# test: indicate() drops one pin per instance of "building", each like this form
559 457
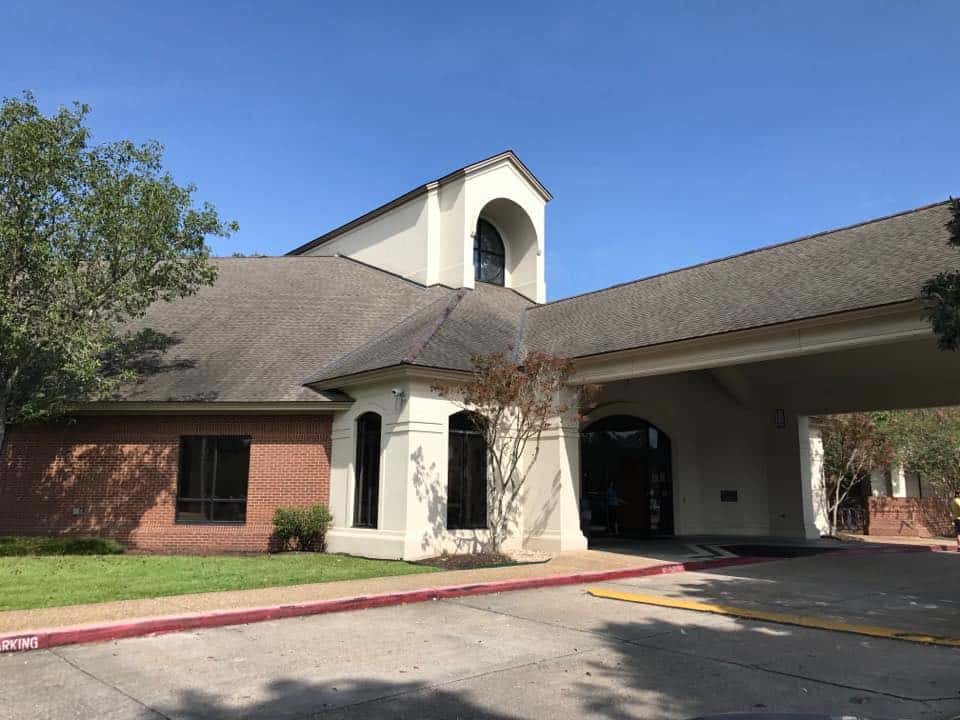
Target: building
307 378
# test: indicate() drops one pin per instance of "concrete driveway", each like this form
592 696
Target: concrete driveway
555 653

※ ※ ※

» Goal of the exercise
All lines in the records with the string "drops" should be copied out.

» Task response
# test: indicate() drops one pin per instance of "building", each like this form
# test: indicate() drops one pin per instance of "concrete driveway", each like this form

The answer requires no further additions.